(Source passage):
■ ■ ■ ■
Created 09-01-2016 07:46 AM
I was able to successfully setup Hive 1.2.1 with Hadoop 2.7.1, using yarn as the mapreduce framework. For debugging certain queries (am trying to attach a debugger and go through the operators), now I'm trying to use the local mode. i.e.
After switching to the local mode, I could see queries running, but I can't locate the logs for those jobs. Checked in the log folder but can't find any folder (I was looking for a syslog put inside a folder specific to a particular job), or a log starting with job id. How can I get those logs?
These are all the properties I have in mapred-site.xml
<property> <name>mapreduce.framework.name</name> <value>local</value> </property> <property> <name>mapred.child.java.opts</name> <value>-Xmx512m</value> </property> <property> <name>mapred.job.tracker</name> <value>local</value> </property>
Created 09-01-2016 09:02 PM
The Apache Hive Wiki https://cwiki.apache.org/confluence/display/Hive/GettingStarted has details on logging, including local mode and version differences.
I have pasted the key info below but see link above for more.
Hive uses log4j for logging. By default logs are not emitted to the console by the CLI. The default logging level is WARN
for Hive releases prior to 0.13.0. Starting with Hive 0.13.0, the default logging level is INFO
.
The logs are stored in the directory /tmp/<user.name>
:
/tmp/<user.name>/hive.log
Note: In local mode, prior to Hive 0.13.0 the log file name was ".log
" instead of "hive.log
". This bug was fixed in release 0.13.0 (see HIVE-5528 and HIVE-5676).To configure a different log location, set hive.log.dir
in $HIVE_HOME/conf/hive-log4j.properties. Make sure the directory has the sticky bit set (chmod 1777 <dir>
).
hive.log.dir=<other_location>
If the user wishes, the logs can be emitted to the console by adding the arguments shown below:
bin/hive --hiveconf hive.root.logger=INFO,console //for HiveCLI (deprecated)
bin/hiveserver2 --hiveconf hive.root.logger=INFO,console
Alternatively, the user can change the logging level only by using:
bin/hive --hiveconf hive.root.logger=INFO,DRFA //for HiveCLI (deprecated)
bin/hiveserver2 --hiveconf hive.root.logger=INFO,DRFA
Another option for logging is TimeBasedRollingPolicy (applicable for Hive 0.15.0 and above, HIVE-9001) by providing DAILY option as shown below:
bin/hive --hiveconf hive.root.logger=INFO,DAILY //for HiveCLI (deprecated)
bin/hiveserver2 --hiveconf hive.root.logger=INFO,DAILY
Note that setting hive.root.logger
via the 'set' command does not change logging properties since they are determined at initialization time.
Hive also stores query logs on a per Hive session basis in /tmp/<user.name>/
, but can be configured in hive-site.xml with the hive.querylog.location
property.
Logging during Hive execution on a Hadoop cluster is controlled by Hadoop configuration. Usually Hadoop will produce one log file per map and reduce task stored on the cluster machine(s) where the task was executed. The log files can be obtained by clicking through to the Task Details page from the Hadoop JobTracker Web UI.
■ ■ ■ ■
(Provided material):
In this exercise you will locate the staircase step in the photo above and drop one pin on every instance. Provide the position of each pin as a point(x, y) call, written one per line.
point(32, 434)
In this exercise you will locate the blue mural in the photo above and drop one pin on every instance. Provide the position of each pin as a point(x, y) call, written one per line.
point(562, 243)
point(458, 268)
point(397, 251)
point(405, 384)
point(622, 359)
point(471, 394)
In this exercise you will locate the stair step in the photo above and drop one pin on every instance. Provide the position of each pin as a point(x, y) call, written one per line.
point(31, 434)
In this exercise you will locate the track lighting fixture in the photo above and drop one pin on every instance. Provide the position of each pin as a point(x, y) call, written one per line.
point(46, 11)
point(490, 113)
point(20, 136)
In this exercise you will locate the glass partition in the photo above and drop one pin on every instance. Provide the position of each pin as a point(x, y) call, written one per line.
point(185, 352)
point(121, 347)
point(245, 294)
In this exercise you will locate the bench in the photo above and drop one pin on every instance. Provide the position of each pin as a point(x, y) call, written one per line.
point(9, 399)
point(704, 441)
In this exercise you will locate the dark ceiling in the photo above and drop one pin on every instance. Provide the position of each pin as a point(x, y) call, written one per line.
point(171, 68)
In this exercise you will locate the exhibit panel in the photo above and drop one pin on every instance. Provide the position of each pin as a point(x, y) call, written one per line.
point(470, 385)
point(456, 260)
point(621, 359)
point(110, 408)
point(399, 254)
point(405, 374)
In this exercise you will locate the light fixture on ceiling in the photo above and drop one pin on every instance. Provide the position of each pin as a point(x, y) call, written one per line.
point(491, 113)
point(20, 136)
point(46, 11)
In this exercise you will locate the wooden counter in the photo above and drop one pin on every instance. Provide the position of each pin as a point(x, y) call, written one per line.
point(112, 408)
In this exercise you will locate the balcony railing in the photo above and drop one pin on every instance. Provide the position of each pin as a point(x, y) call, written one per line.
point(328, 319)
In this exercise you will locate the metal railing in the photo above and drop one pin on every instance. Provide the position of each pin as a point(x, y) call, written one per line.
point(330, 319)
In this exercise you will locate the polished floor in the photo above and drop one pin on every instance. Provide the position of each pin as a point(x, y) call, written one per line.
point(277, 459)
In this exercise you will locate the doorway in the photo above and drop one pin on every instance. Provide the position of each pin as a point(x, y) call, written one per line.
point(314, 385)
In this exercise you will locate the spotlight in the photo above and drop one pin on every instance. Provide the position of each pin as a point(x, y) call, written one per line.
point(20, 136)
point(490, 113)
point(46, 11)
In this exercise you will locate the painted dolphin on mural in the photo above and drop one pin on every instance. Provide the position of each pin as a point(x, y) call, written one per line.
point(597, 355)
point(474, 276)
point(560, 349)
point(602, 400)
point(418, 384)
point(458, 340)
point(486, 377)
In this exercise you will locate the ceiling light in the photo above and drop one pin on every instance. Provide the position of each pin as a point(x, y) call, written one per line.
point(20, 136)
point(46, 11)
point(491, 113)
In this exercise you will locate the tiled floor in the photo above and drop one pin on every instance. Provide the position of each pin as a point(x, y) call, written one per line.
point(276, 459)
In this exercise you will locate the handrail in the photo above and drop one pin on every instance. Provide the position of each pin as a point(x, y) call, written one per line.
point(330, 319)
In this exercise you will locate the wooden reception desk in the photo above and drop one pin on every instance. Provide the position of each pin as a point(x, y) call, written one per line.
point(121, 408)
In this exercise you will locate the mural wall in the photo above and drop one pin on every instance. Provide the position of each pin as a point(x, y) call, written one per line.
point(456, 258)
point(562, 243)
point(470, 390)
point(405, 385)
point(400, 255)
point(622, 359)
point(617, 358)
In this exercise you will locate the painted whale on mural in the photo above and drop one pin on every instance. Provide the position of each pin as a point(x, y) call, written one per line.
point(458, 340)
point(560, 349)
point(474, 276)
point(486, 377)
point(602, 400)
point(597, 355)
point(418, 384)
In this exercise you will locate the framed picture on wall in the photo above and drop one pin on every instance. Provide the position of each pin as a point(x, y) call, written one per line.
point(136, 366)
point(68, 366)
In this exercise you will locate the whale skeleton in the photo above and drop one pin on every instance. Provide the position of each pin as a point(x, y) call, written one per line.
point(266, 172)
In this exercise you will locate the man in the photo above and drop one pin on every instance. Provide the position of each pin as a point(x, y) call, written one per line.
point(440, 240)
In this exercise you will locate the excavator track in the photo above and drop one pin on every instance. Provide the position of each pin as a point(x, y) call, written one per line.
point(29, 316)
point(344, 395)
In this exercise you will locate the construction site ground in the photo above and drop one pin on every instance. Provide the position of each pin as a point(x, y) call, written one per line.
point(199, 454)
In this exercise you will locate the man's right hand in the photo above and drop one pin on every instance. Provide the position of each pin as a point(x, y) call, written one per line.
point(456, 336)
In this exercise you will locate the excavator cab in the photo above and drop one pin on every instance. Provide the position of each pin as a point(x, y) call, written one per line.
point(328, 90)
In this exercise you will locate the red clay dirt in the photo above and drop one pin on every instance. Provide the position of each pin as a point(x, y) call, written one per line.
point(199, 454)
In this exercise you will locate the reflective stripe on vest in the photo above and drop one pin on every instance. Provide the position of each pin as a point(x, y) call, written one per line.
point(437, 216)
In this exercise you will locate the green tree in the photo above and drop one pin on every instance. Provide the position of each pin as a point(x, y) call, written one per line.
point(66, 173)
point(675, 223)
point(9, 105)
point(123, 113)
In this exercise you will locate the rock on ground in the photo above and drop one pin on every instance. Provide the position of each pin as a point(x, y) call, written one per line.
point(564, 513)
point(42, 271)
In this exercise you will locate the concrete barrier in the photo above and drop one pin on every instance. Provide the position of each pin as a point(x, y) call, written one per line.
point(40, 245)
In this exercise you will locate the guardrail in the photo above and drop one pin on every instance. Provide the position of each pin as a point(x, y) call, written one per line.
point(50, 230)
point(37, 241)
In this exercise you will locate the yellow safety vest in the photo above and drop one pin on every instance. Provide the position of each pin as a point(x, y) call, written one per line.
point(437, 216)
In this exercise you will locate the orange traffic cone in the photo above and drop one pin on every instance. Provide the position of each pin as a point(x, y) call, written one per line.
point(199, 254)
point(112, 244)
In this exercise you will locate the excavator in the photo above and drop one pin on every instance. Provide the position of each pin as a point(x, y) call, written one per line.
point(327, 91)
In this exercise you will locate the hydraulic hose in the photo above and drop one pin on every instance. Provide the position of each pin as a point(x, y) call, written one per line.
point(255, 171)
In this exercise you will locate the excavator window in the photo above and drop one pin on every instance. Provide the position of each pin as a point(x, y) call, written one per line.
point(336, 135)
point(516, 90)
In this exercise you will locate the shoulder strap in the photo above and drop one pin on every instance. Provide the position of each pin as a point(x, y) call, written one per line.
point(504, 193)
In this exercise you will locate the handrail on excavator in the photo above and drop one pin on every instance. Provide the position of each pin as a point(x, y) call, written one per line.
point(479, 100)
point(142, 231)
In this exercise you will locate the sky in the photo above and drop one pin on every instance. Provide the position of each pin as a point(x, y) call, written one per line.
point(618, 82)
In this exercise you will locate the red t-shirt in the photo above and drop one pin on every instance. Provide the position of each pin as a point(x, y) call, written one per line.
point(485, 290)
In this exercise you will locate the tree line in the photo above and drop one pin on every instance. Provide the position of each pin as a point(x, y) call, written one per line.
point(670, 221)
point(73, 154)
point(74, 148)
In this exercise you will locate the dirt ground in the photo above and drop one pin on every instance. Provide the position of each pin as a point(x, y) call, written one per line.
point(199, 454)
■ ■ ■ ■
(Stated task 1): Rewrite the paragraph of the Hive logging thread that begins "Logging during Hive execution on a Hadoop cluster" as a short bulleted list that keeps its main facts.
(Stated task 2): According to the Hive logging thread, starting with which Hive release is the default logging level INFO?
(Stated task 3): Write out everything in the Hive logging thread from "These are all" down to "and version differences.".
Use only the Hive logging thread to work on these rows.

(Written reply 1):
- Hadoop configuration controls logging when Hive runs on a Hadoop cluster.
- Hadoop usually produces one log file per map and reduce task.
- Each log file is stored on the cluster machine(s) where that task was executed.
- You can get the log files by clicking through to the Task Details page from the Hadoop JobTracker Web UI.

(Written reply 2): Hive 0.13.0.

(Written reply 3):
These are all the properties I have in mapred-site.xml
<property> <name>mapreduce.framework.name</name> <value>local</value> </property> <property> <name>mapred.child.java.opts</name> <value>-Xmx512m</value> </property> <property> <name>mapred.job.tracker</name> <value>local</value> </property>
Created 09-01-2016 09:02 PM
The Apache Hive Wiki https://cwiki.apache.org/confluence/display/Hive/GettingStarted has details on logging, including local mode and version differences.